**What is asked:** Transcribe the records in full, keeping every character as it is.

[Pointing dataset excerpts]
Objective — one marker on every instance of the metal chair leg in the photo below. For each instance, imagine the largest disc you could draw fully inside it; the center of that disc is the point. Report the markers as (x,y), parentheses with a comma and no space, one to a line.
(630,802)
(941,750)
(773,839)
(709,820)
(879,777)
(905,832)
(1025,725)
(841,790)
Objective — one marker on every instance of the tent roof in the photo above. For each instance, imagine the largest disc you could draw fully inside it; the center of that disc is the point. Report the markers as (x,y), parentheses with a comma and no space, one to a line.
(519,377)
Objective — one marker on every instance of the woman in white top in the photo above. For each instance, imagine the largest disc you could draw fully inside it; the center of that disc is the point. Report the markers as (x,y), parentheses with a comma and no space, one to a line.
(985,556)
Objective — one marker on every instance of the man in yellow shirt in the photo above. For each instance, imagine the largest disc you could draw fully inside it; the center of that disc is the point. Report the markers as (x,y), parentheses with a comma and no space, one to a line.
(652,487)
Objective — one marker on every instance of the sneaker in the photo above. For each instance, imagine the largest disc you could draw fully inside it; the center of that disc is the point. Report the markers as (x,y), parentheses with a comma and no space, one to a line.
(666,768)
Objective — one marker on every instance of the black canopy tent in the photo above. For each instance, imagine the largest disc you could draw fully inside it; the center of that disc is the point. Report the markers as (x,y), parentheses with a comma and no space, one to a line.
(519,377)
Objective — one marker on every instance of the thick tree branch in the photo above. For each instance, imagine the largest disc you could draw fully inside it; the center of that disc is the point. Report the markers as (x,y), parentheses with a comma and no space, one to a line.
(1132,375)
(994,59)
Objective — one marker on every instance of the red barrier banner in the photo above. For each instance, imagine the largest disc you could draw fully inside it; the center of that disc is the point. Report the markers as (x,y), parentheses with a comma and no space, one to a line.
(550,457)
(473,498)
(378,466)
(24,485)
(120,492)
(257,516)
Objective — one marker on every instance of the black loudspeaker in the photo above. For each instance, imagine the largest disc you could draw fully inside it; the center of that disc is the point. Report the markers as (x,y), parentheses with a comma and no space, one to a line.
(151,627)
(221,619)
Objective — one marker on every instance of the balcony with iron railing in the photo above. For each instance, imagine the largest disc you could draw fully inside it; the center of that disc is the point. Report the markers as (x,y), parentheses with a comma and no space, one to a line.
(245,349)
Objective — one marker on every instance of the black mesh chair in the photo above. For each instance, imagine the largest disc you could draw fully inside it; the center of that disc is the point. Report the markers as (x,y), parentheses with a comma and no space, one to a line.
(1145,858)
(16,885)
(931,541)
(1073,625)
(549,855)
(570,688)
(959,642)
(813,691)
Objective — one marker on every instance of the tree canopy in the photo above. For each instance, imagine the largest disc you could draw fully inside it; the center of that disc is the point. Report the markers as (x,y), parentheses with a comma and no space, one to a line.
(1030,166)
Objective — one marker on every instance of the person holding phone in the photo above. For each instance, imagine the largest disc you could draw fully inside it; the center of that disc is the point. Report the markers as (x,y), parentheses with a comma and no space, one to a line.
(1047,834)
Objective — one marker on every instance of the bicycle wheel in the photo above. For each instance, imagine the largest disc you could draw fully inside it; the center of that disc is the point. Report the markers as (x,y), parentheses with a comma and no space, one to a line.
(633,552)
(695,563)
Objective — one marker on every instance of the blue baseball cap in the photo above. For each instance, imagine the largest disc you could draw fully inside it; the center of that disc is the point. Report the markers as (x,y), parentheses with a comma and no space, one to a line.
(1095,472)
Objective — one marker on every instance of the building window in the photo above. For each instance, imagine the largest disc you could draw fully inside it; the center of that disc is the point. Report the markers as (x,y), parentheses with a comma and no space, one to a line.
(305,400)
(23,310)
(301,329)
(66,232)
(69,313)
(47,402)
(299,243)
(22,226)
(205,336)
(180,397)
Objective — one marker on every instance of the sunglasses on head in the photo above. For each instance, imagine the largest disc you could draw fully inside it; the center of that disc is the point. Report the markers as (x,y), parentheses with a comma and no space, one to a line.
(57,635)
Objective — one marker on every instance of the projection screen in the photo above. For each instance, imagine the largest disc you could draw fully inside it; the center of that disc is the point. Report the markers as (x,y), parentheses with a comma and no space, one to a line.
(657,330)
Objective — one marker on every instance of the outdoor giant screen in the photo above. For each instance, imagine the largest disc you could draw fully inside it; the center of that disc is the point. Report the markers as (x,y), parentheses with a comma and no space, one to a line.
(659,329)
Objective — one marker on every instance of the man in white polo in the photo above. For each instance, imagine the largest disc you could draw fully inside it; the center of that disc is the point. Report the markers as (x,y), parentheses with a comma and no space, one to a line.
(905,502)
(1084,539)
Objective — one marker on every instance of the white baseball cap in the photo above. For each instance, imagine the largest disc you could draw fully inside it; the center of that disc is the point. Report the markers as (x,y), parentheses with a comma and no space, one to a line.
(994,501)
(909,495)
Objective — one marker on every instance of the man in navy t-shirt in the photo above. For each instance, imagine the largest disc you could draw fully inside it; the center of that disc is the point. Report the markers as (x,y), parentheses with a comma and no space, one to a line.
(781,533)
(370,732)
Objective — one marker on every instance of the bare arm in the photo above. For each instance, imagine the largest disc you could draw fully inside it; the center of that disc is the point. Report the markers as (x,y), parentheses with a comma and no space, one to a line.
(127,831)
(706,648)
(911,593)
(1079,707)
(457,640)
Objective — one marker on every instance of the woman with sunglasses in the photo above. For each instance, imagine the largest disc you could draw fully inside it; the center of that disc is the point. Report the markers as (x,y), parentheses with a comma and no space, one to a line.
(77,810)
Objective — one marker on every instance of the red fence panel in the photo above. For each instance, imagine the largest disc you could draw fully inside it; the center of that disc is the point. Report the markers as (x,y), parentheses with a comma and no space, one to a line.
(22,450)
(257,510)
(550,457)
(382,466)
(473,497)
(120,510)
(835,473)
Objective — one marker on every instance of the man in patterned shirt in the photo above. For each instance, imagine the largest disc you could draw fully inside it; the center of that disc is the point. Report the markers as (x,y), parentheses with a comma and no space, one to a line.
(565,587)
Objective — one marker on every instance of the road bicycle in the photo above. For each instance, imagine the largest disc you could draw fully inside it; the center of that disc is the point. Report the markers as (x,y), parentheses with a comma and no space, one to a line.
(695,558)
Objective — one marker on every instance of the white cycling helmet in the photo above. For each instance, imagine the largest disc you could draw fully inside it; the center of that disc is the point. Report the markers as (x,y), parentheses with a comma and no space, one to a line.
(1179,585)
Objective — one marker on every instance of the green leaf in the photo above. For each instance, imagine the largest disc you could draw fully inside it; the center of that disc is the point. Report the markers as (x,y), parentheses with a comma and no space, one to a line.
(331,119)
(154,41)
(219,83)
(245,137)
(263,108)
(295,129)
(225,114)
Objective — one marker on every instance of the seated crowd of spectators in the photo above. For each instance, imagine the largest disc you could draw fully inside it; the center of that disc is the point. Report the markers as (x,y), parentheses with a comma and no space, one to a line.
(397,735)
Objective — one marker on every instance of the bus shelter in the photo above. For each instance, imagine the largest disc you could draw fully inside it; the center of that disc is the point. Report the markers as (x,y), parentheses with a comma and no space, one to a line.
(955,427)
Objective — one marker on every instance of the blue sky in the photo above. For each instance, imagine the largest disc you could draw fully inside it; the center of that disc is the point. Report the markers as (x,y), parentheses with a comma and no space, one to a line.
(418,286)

**Solution:**
Objective — one marker on every instance of the metal chair leg in the photo below. For each instance, imagine the largest disc you could draw fully inside it; the center of that disc is the point. Report the markers as (x,y), parentheses with a comma and no space, one to a line.
(630,802)
(941,750)
(773,839)
(709,820)
(879,777)
(905,832)
(1025,725)
(841,790)
Objective — one marker on every instance of the tent roof in the photo above. For each instance, imagine the largest disc you could draw fully inside it; the center of that disc is the point. Report the markers as (x,y), parentheses with a comma and no space, one to a line.
(519,377)
Objective — one marker on every instance of the woman in white top in the photo above. For each instance, imagine the largest disc you could draw fully inside it; the center of that disc is the point. Report the markers as (x,y), parentheses with a comma and no space, one to a line.
(985,556)
Objective — one marker on every instance of the man in yellow shirt in the photo above. For each instance, imagine the largest disc you could draw fully inside it; the center of that disc is the point. Report the markers as (x,y), parentheses with a comma and no space, one to a line.
(652,487)
Objective — one marker on every instance of the sneaker in the photo above. For each instance, imagine the largest disc you could draw fully inside it; the center of that disc is the point. Report the markers as (x,y), parentheses with a comma and no space, one to a line.
(666,768)
Objective — one marker on every instance of the black canopy tent in the photo above. For each instance, imagine the largest disc you could draw fully inside it; the center of that disc is the point. Report the markers as (x,y), parentheses with a comma and no space, one to a line.
(519,377)
Objective — one marker on every instance of the thick tree branch in the photo above. For each instance, imagine the largest disc you could draw fully inside it; the center of that disc is the point. Report the markers as (x,y), parentheses with a comma and no space, one to a line.
(1132,375)
(994,59)
Objective — one marker on every instance of the red barrier banner in the photo above. For each instance, imagine the largest disc you could draw fully inside it; the center of that disc is the point. Report the markers as (x,y), parentheses with a comma and no space, one to a line.
(550,457)
(473,498)
(378,466)
(24,485)
(120,492)
(257,516)
Objective — one marker on every instance of the black loudspeaker in the photo above. For each instance, imagine the largest disc you could draw fully inside it; the center of that disc is the point. Report the markers as (x,y), parentheses with a comma and no space, one to a line.
(151,627)
(221,619)
Objective — one marker on every instance of the balcony with iron railing in the photo above. For each instance, imagine the largest disc you could draw fully inside it; the center of that disc is the point. Report the markers as (x,y), parentheses with a comma and no space, one to a line.
(245,349)
Objective — one marker on every instance of the black mesh chair in the photo above. For each instance, imagine the largest disc you could draw fully inside it; the center of that disc is the point. Report the markers as (x,y), parentheses with a comma and no space, one to a line.
(1145,858)
(16,885)
(931,541)
(1073,625)
(549,855)
(570,688)
(959,642)
(813,691)
Objective — one marker on every instance of the tree canopy in the photo above. For each instance, imagine the largest disc you could draw fully inside it; the center of that disc is the point. Report the markers as (x,y), parentheses with a comma and no space, one to a line.
(1030,166)
Objective — one marker on every instance of the person holding phone in the photo above. For each instance, imagine the largest disc you could draw fully inside it; the center of that disc is the point. Report the markers as (x,y), parentheses with a comma and no space, one to a line.
(1047,834)
Objective — one marker on every instance of the bicycle wheel in the photo above. For each instance, imagine the largest disc you could draw fully inside it; the center of that disc is the point. Report the markers as (x,y), parentheses with a comma and no space, one to a line.
(633,552)
(695,563)
Objective — one marker on every instance of the blue baseball cap in the photo above. For each instance, imagine the largest disc you could draw fully inside it; the center of that disc is the point. Report the markers as (x,y), parentheses with a comma and no space, one to a line.
(1095,472)
Objective — one marker on every instance of the building window in the photo above. For each instance, imagine the largest disc you could draw fully inside it; the center of that disc is the point. Report the markers as (x,y), parentheses with a comma and no space, one to a line.
(305,400)
(23,310)
(301,329)
(66,232)
(69,313)
(47,402)
(299,243)
(22,226)
(205,336)
(180,397)
Objective — one marker on every instance of the sunglasses on head in the photo above. For each instance, imagine the largest disc you could draw fully inside it; the center of that disc is the point. Report the markers as (x,y), parentheses with a comma and no space, one to a line.
(57,635)
Objective — one marker on every instance of the projection screen in the photo above. For each instance, imagine the largest disc you could draw fully inside it; the center of that disc is the point. Report the markers as (x,y), parentheses with a comma and no space, one to a line.
(657,330)
Objective — one marker on every instance of the outdoor giant screen in the photo above. For each instance, imagine the largest disc you could draw fully inside it; the center of that disc is the point. Report the markers as (x,y), parentheses with a comma and no space, one to a line.
(659,329)
Objective — one marker on every instance of the man in white polo in the photo above. For each instance, imagine the largest disc you could draw fully inside it; the center of that disc is the point. Report the markers as (x,y), parentheses with a comma and no space, one to a line.
(905,502)
(1084,539)
Objective — one marker on every instance of the white baseball cap in the photo above. For each instance, imagine the largest disc you could draw fully inside it; the center of that disc is the point. Report the markers as (x,y), parentheses with a comma and no space, one to a line.
(994,501)
(909,495)
Objective — one marker on every instance of the man in navy t-shirt in the photo above. For each instance, imagine the largest disc you could draw fully inside it; the center of that disc is the point. Report the markers as (x,y), parentheses with a comma and no space, one to a line.
(781,533)
(370,732)
Objective — one marker on every instance of the bare arm in the photo above. For each instance, imagine the largest disc you could draw fully inside it; the center of that disc is the point. Report the markers as (x,y), parentheses with a comma and no space, one to a line.
(127,831)
(706,648)
(911,593)
(1079,707)
(457,640)
Objective — one marker on every instance of the woman with sunglasses in the photo above. For each instance, imagine the largest disc you could draw fully inside it; the center of that disc is the point. Report the markers as (x,y), parentheses with a comma and no space, one to a line.
(77,810)
Objective — one marker on every instance of the red fence panel in the photo above. For each instance, imagine the largest disc you could draw fully inside it; the center of that disc is the point. Report the markers as (x,y), parentheses with a comma and no space, one to a line.
(22,450)
(257,510)
(550,457)
(382,466)
(473,497)
(120,510)
(835,473)
Objective — one marker on every instance of the man in patterned shirt in the photo above. For each instance, imagine the largest disc you could draw fully inside it; the center of that disc is the point. Report the markers as (x,y), parentheses with a comma and no space, one to a line.
(565,587)
Objective — one marker on every instance of the road bicycle in the photo above. For each instance, imagine the largest disc you could draw fully inside it; the center of that disc is the point. Report the markers as (x,y), parentheses with a comma and no space, one to a line.
(695,558)
Objective — one marker on every instance of the white cycling helmet in the photo above. For each instance, imagine the largest disc you could draw fully inside it; the center of that disc is the point. Report the markers as (x,y), parentheses with a comma and no space, one to a line.
(1179,585)
Objective — one marker on every instance of the green leaf in the photo above. For each instance, imagine the largest disc you could draw fully inside it; the center of that disc is the point. Report the markers as (x,y), parentheses with a comma and no space, one to a line.
(331,119)
(154,41)
(219,83)
(245,137)
(263,108)
(295,129)
(225,114)
Objective — one marker on every instance of the seated crowd of spectators in the photo above. For each instance, imagine the largest disc you could draw fully inside it; the center of that disc is the point. Report the markers as (x,y), parentheses with a comma and no space, one to a line.
(397,735)
Objective — one marker on every instance of the bus shelter in the photo above. For each instance, imagine the largest disc you could draw fully inside it; the center of that disc is the point. Report the markers as (x,y), parentheses with a comma and no space, one to a line.
(955,427)
Objective — one marker on every instance of the blue sky in the photo above. For each instance, imagine the largest disc you could draw fully inside it; the center of that disc is the point. Report the markers as (x,y), parentheses with a comma and no space, one to a line.
(418,286)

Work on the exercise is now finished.